**Given request:** Render the items below as a JSON list of strings, one string per line with blank lines left out. Begin at the first line and stop after the line that contains "left=257, top=86, right=277, bottom=109".

>>

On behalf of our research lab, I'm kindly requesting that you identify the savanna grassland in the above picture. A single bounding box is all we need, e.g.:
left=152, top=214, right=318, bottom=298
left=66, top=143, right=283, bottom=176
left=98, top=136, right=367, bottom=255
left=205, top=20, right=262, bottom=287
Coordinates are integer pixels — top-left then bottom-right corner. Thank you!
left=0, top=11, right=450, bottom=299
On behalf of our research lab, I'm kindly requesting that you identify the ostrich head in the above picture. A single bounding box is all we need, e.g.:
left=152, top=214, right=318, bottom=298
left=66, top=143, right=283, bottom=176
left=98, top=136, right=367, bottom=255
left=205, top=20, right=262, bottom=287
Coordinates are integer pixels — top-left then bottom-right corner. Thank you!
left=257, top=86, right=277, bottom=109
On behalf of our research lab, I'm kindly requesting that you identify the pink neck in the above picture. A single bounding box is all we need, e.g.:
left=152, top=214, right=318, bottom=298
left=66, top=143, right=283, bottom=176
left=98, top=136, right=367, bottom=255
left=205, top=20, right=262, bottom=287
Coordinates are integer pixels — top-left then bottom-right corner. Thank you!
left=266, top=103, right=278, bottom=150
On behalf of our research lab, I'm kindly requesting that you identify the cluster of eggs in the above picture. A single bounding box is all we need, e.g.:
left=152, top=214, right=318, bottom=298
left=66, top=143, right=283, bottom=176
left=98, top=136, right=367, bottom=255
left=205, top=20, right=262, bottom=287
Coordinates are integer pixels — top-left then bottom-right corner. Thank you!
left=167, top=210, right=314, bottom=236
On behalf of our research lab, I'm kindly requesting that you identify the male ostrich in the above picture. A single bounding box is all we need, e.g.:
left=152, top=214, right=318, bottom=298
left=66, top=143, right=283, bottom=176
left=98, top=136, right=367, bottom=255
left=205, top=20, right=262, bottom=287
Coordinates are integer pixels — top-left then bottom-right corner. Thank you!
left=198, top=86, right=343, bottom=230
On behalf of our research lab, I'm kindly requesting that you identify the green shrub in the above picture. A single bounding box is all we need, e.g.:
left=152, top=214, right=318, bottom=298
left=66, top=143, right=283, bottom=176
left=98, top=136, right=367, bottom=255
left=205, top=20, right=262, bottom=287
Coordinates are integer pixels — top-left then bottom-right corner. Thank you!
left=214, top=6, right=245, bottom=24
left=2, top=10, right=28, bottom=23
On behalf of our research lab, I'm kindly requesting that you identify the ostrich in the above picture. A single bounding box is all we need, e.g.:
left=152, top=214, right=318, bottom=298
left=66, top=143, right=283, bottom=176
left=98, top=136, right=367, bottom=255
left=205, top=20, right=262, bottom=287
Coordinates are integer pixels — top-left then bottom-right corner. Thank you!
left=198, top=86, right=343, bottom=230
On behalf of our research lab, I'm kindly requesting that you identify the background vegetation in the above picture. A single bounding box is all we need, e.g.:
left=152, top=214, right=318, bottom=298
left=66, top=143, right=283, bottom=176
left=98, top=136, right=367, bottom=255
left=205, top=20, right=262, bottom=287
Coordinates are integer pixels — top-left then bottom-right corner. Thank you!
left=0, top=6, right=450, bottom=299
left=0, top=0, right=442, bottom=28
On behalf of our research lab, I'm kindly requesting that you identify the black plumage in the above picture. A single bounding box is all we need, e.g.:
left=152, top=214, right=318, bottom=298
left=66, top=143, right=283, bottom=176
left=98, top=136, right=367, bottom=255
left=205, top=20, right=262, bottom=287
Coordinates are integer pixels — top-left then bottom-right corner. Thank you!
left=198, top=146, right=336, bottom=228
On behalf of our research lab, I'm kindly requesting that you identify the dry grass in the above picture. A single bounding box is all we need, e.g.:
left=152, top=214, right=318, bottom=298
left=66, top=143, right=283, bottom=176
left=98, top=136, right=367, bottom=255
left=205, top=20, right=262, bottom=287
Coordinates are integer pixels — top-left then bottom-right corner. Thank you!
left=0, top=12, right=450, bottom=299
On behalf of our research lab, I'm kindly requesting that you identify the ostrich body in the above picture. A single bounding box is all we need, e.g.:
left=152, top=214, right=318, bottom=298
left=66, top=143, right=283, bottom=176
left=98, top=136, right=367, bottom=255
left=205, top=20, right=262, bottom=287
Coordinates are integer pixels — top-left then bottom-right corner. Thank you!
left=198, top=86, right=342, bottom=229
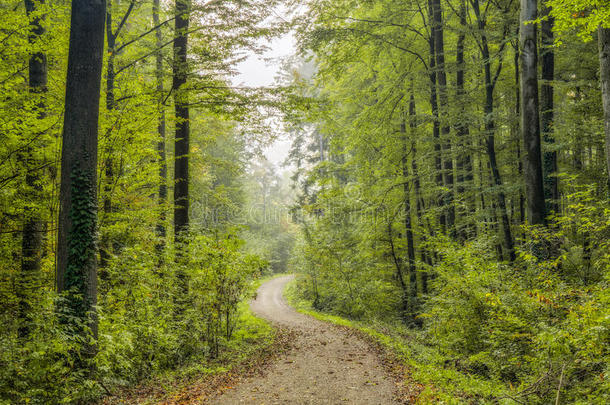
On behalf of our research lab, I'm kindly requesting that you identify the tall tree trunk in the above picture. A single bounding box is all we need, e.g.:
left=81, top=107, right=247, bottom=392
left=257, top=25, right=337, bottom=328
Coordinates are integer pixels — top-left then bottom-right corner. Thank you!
left=173, top=0, right=190, bottom=242
left=540, top=2, right=559, bottom=213
left=597, top=26, right=610, bottom=195
left=519, top=0, right=546, bottom=225
left=17, top=0, right=47, bottom=338
left=100, top=0, right=116, bottom=272
left=400, top=109, right=417, bottom=322
left=56, top=0, right=106, bottom=361
left=432, top=0, right=455, bottom=234
left=428, top=0, right=447, bottom=228
left=513, top=42, right=525, bottom=224
left=153, top=0, right=167, bottom=255
left=473, top=0, right=515, bottom=261
left=409, top=89, right=431, bottom=294
left=455, top=0, right=476, bottom=240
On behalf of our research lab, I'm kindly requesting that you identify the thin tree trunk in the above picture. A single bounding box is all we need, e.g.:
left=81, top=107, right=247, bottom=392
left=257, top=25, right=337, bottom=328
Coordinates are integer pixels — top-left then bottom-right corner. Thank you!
left=173, top=0, right=190, bottom=238
left=519, top=0, right=546, bottom=225
left=473, top=0, right=515, bottom=261
left=100, top=0, right=116, bottom=272
left=409, top=89, right=430, bottom=296
left=513, top=42, right=525, bottom=224
left=400, top=107, right=417, bottom=322
left=455, top=0, right=476, bottom=240
left=540, top=2, right=559, bottom=213
left=153, top=0, right=167, bottom=255
left=597, top=26, right=610, bottom=194
left=17, top=0, right=47, bottom=338
left=432, top=0, right=455, bottom=234
left=56, top=0, right=106, bottom=366
left=428, top=0, right=447, bottom=228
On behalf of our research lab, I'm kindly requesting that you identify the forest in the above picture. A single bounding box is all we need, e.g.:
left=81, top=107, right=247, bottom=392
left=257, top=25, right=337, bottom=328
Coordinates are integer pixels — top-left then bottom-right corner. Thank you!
left=0, top=0, right=610, bottom=405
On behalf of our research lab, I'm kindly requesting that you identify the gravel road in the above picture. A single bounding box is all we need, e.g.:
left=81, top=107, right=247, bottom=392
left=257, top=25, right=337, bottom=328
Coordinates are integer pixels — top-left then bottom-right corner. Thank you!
left=211, top=276, right=396, bottom=405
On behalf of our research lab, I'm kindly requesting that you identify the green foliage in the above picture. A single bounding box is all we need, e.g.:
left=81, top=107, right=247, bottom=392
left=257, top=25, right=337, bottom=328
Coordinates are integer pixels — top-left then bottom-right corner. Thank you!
left=545, top=0, right=610, bottom=41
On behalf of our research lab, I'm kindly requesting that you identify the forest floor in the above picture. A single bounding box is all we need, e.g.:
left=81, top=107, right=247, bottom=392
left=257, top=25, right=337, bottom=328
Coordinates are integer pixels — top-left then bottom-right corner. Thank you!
left=211, top=276, right=399, bottom=405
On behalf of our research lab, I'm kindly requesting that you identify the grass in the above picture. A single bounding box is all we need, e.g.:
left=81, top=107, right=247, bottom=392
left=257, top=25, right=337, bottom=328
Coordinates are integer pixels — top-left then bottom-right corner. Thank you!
left=284, top=277, right=516, bottom=405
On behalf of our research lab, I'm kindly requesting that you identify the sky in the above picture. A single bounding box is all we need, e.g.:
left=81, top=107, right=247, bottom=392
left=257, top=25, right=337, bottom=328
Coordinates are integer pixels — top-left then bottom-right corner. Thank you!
left=232, top=24, right=296, bottom=172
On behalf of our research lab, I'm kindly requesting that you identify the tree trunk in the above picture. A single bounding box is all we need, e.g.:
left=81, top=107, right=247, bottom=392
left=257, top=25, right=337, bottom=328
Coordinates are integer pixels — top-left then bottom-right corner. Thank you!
left=540, top=2, right=559, bottom=213
left=432, top=0, right=455, bottom=235
left=153, top=0, right=167, bottom=255
left=598, top=27, right=610, bottom=194
left=100, top=0, right=116, bottom=272
left=455, top=0, right=476, bottom=240
left=173, top=0, right=190, bottom=243
left=473, top=0, right=515, bottom=262
left=428, top=0, right=447, bottom=228
left=400, top=109, right=417, bottom=323
left=56, top=0, right=106, bottom=361
left=519, top=0, right=546, bottom=225
left=17, top=0, right=47, bottom=338
left=513, top=42, right=525, bottom=224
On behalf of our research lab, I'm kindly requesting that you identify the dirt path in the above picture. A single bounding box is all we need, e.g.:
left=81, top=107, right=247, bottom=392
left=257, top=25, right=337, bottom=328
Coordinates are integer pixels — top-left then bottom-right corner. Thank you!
left=211, top=276, right=396, bottom=405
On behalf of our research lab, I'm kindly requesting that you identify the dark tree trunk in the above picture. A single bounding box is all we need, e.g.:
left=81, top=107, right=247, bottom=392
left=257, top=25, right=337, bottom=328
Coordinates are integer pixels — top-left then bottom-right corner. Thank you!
left=100, top=0, right=116, bottom=272
left=17, top=0, right=47, bottom=338
left=56, top=0, right=106, bottom=360
left=597, top=27, right=610, bottom=194
left=519, top=0, right=546, bottom=225
left=400, top=109, right=417, bottom=323
left=401, top=93, right=418, bottom=322
left=173, top=0, right=190, bottom=242
left=540, top=2, right=559, bottom=213
left=428, top=0, right=447, bottom=228
left=432, top=0, right=455, bottom=234
left=153, top=0, right=167, bottom=255
left=455, top=0, right=476, bottom=240
left=409, top=89, right=431, bottom=294
left=513, top=42, right=525, bottom=224
left=473, top=0, right=515, bottom=261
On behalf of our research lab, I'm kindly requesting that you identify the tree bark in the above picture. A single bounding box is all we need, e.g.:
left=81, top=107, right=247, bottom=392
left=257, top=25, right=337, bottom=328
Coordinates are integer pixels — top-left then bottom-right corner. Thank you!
left=428, top=0, right=447, bottom=228
left=56, top=0, right=106, bottom=361
left=473, top=0, right=516, bottom=262
left=597, top=27, right=610, bottom=194
left=540, top=2, right=559, bottom=213
left=432, top=0, right=455, bottom=235
left=153, top=0, right=167, bottom=254
left=519, top=0, right=546, bottom=225
left=173, top=0, right=190, bottom=242
left=17, top=0, right=47, bottom=338
left=455, top=0, right=476, bottom=240
left=513, top=41, right=525, bottom=224
left=100, top=0, right=116, bottom=272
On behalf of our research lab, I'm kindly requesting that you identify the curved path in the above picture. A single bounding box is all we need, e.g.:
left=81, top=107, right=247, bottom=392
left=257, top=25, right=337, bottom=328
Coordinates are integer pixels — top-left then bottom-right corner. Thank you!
left=212, top=276, right=396, bottom=405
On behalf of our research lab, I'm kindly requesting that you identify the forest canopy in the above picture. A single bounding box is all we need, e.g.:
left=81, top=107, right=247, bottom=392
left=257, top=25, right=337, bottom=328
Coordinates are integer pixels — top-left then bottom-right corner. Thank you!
left=0, top=0, right=610, bottom=404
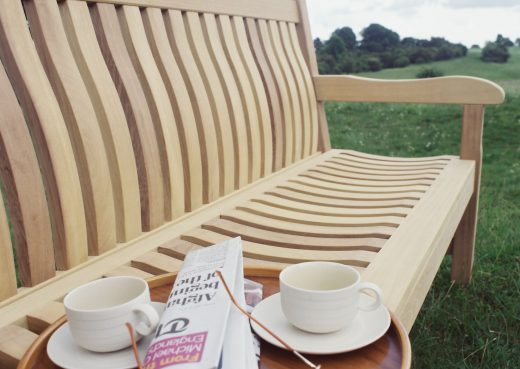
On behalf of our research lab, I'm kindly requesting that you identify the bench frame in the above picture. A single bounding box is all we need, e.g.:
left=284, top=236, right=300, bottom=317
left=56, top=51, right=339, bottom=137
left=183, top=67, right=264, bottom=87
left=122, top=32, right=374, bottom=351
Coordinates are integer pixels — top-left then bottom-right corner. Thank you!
left=0, top=0, right=504, bottom=366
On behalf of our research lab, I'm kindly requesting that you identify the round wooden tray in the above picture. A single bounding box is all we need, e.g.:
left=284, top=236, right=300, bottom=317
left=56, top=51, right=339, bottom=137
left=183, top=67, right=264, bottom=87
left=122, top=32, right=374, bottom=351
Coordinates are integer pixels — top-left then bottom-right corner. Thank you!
left=18, top=268, right=411, bottom=369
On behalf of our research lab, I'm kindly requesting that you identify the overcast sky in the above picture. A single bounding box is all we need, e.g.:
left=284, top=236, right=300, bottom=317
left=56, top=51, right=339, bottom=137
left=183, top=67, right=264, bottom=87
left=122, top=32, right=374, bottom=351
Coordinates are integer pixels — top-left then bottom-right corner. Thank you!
left=307, top=0, right=520, bottom=46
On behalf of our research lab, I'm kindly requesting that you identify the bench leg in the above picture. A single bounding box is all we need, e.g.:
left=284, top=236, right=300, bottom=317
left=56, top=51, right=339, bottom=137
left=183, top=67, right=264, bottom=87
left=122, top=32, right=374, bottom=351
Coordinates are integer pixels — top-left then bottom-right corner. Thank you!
left=451, top=193, right=478, bottom=285
left=451, top=105, right=484, bottom=285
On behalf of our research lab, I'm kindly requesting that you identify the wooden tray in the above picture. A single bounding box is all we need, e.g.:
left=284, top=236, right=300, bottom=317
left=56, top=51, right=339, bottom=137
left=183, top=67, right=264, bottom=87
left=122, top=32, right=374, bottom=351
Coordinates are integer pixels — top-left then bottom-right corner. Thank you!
left=18, top=268, right=411, bottom=369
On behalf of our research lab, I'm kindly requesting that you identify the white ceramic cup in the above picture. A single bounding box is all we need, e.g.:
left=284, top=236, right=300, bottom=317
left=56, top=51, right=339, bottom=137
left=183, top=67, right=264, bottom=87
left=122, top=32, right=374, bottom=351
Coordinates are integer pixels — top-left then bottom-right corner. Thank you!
left=280, top=261, right=382, bottom=333
left=63, top=277, right=159, bottom=352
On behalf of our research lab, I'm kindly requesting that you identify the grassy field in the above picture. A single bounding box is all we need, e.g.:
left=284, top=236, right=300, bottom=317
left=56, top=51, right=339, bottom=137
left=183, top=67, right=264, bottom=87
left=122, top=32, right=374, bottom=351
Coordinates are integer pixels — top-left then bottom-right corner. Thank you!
left=326, top=48, right=520, bottom=369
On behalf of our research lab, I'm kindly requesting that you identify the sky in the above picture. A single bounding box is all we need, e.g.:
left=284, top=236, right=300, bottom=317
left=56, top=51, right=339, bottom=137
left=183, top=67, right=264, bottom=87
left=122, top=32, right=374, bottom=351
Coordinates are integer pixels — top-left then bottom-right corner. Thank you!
left=307, top=0, right=520, bottom=47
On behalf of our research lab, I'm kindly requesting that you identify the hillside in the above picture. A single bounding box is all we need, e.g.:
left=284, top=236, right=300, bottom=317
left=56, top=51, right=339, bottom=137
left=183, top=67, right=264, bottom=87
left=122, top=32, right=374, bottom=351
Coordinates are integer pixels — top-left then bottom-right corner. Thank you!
left=358, top=47, right=520, bottom=94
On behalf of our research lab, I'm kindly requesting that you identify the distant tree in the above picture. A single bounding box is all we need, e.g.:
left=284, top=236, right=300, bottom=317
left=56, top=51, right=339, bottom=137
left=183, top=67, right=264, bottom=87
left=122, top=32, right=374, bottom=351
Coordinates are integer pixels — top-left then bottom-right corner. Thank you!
left=415, top=68, right=444, bottom=78
left=314, top=37, right=323, bottom=53
left=495, top=34, right=515, bottom=47
left=323, top=35, right=347, bottom=61
left=332, top=27, right=357, bottom=50
left=360, top=23, right=399, bottom=53
left=480, top=42, right=511, bottom=63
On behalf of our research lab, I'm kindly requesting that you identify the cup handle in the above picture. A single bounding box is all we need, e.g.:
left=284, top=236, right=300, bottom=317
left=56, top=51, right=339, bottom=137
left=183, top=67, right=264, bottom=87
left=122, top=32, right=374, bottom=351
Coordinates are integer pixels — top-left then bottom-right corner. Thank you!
left=358, top=282, right=383, bottom=311
left=132, top=304, right=159, bottom=336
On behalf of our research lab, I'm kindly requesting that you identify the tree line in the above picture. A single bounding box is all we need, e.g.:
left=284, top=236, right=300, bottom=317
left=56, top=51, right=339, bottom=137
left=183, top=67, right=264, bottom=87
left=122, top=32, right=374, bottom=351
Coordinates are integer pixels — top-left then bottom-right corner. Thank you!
left=314, top=23, right=468, bottom=74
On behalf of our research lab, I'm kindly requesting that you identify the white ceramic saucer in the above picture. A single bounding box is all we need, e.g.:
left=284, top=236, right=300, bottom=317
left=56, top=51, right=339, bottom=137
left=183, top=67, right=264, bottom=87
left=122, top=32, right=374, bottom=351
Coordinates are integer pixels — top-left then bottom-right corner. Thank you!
left=251, top=293, right=390, bottom=355
left=47, top=302, right=165, bottom=369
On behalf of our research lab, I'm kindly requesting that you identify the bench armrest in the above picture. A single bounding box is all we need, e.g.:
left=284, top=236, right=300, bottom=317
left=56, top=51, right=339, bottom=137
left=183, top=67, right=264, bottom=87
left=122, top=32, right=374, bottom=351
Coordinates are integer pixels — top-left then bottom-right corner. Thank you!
left=313, top=75, right=505, bottom=105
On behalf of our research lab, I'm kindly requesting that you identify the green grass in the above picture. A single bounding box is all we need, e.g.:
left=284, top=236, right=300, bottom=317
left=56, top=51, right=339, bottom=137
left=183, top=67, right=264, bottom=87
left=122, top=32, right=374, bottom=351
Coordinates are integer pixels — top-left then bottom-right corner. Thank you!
left=359, top=47, right=520, bottom=93
left=326, top=48, right=520, bottom=369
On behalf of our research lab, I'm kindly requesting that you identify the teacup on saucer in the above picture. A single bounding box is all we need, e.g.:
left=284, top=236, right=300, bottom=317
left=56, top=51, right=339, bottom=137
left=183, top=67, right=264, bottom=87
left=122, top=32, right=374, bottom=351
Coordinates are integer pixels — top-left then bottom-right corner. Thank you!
left=47, top=302, right=165, bottom=369
left=251, top=293, right=391, bottom=355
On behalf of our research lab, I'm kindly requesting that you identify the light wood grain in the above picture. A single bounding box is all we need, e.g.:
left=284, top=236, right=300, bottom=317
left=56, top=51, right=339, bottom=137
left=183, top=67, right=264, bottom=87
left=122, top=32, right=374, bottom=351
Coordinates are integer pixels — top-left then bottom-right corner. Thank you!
left=182, top=229, right=376, bottom=268
left=0, top=59, right=54, bottom=288
left=0, top=153, right=333, bottom=327
left=163, top=10, right=220, bottom=203
left=0, top=0, right=87, bottom=269
left=58, top=1, right=141, bottom=242
left=217, top=16, right=263, bottom=182
left=0, top=325, right=38, bottom=369
left=256, top=20, right=294, bottom=166
left=76, top=0, right=299, bottom=22
left=103, top=265, right=154, bottom=279
left=143, top=8, right=203, bottom=211
left=27, top=301, right=65, bottom=334
left=231, top=17, right=273, bottom=177
left=116, top=6, right=184, bottom=220
left=362, top=161, right=474, bottom=330
left=184, top=12, right=235, bottom=196
left=202, top=14, right=250, bottom=188
left=0, top=184, right=16, bottom=301
left=25, top=0, right=116, bottom=255
left=451, top=105, right=484, bottom=284
left=90, top=4, right=165, bottom=230
left=293, top=0, right=331, bottom=152
left=245, top=18, right=284, bottom=170
left=202, top=219, right=386, bottom=252
left=132, top=252, right=182, bottom=275
left=313, top=76, right=505, bottom=104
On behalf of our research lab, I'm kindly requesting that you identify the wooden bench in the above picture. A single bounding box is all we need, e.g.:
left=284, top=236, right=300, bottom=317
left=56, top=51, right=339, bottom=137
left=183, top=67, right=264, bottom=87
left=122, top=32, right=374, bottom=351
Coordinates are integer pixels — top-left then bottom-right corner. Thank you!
left=0, top=0, right=504, bottom=368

<<

**Output below:**
[
  "On behalf of our research lab, I'm kindly requesting that you identify the savanna grassland in the above picture. A single bounding box is all we need, e.g.:",
  "left=152, top=214, right=318, bottom=298",
  "left=66, top=143, right=283, bottom=176",
  "left=98, top=136, right=367, bottom=255",
  "left=205, top=20, right=262, bottom=287",
  "Coordinates are integer pixels — top-left then bottom-right corner. Thank you!",
  "left=0, top=11, right=450, bottom=299",
  "On behalf of our research lab, I'm kindly requesting that you identify the ostrich head in the above picture. A single bounding box is all we need, e.g.:",
  "left=152, top=214, right=318, bottom=298",
  "left=66, top=143, right=283, bottom=176",
  "left=98, top=136, right=367, bottom=255",
  "left=205, top=20, right=262, bottom=287",
  "Coordinates are integer pixels — top-left then bottom-right corner. Thank you!",
  "left=257, top=86, right=277, bottom=109"
]